- **PROVIDED PASSAGE**

At the end of their air journey, passengers were given an opportunity to record their impressions or criticisms. It must be remembered that many of ATC's ranking officers were on leave from civilian airlines and that they were interested in converting potential American passengers to air travel. Comments on the GREEN PROJECT were predominantly favorable.


There were complaints and suggestions, of course. Some men thought that they should have been issued summer uniforms for travel through the tropics, others naturally complained of delays experienced, particularly at European staging centers, where some men claimed to have been held as long as six weeks. Many would have appreciated maps of the countries over which they had flown and more information about those regions. But the large majority responded gratefully to the efforts which had been made for their comfort, to the apparent advantages of air travel, and to the efficiency and dispatch with which they had been handled at the Air Transport Command bases en route.


One infantryman wrote: "I have enjoyed my trip . . . and would like to see everyone in the ETO get the chance to fly home. . . ." Another was impressed by the consideration shown the passengers: "The air crews are very courteous regardless of rank, and being a private myself, I know." Like much of the other planning in the spring of 1945, the GREEN PROJECT was predicated on the belief that the war against Japan might not be concluded before the following spring.


But early in August, as the Japanese surrender became imminent, new commitments to the Pacific forced ATC to transfer to its Pacific routes eighty-two C-54's, most of which were then in use on the GREEN PROJECT. As a result, by 10 August GREEN PROJECT goals had been cut from 50,000 to 35,000 a month. By 22 August some seventy of the C-54's so hastily withdrawn from the Atlantic routes and ten more from new production had reached the West Coast.


With the end of all hostilities, ATC once more restudied the GREEN PROJECT. On 23 August General George recommended that the westbound passenger lift across the Atlantic be reduced to10,000 persons a month. Since surface shipping capable of moving about 350,000 monthly was operating between the United States and Europe, continuation of the airlift at the current rate for another seven months could speed the end of demobilization from Europe by only Fifteen days.

- **SUPPLIED MATERIAL**
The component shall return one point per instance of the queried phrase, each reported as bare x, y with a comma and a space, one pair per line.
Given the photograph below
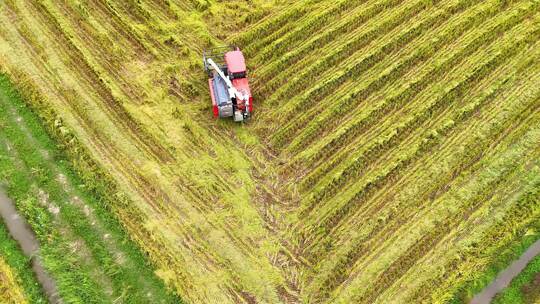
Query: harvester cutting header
229, 86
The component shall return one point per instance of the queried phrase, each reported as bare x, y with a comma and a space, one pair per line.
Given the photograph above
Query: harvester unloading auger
229, 86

- **WHAT NEEDS TO BE DONE**
Pick up the GREEN PROJECT airlift text after its last sentence and continue it. The rows come from a different source than the text.

- **RESPONSE TO THE EXERCISE**
Cutting back the project to 10,000 persons a month would enable the ATC to release approximately 150 of the GREEN PROJECT C-47's operating on the Natal-Miami line, about half of the 227 C-54's still in service on the project, and some 30,000 officers and enlisted men then assigned to bases in the Caribbean, South Atlantic, and North African Divisions. Likewise, the four bombardment groups still delivering passengers to the ATC at Casablanca might be relieved.


Within four days, General Marshall approved this recommendation, and orders presently went out to terminate the GREEN PROJECT on 10 September and to cut the transatlantic lift to 10,000 westbound passengers monthly. The special procedures for handling passengers continued in use until the end of September. By that time the remnants of the project fleet had brought home from North African, South Atlantic, and Caribbean bases a major portion of the men whose labors had made possible the air journey homeward of over 166,000 of their fellow soldiers.


When the GREEN PROJECT goals were reduced in mid-August, fifty C-47's, formerly based at Waller Field and used on the Natal-Miami circuit, together with their crews and some maintenance personnel, were transferred to Morrison Field, West Palm Beach, Florida. After the crews had received instruction for flying within the Zone of Interior, they were put to work, 20 August, flying PURPLE PROJECT support personnel from Miami to the Charleston Army Air Field, South Carolina. By 4 September 1,671 men had been moved.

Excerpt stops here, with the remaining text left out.